▶ _OBJECTIVE_: Quote the records below in full, exactly as given, with the images taken out.

───── EXCERPTED RECORDS

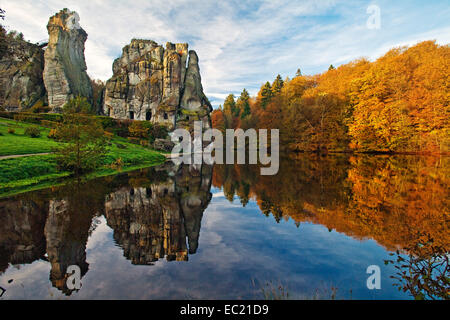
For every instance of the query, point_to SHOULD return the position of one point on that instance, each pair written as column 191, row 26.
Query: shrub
column 158, row 132
column 49, row 124
column 133, row 140
column 39, row 107
column 33, row 132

──────────

▶ _CORRECT RESULT_:
For every instance of the query, point_to SHOULD return the position of one point on that instance, each pair written as column 191, row 26.
Query: shrub
column 158, row 132
column 49, row 124
column 133, row 140
column 39, row 107
column 33, row 132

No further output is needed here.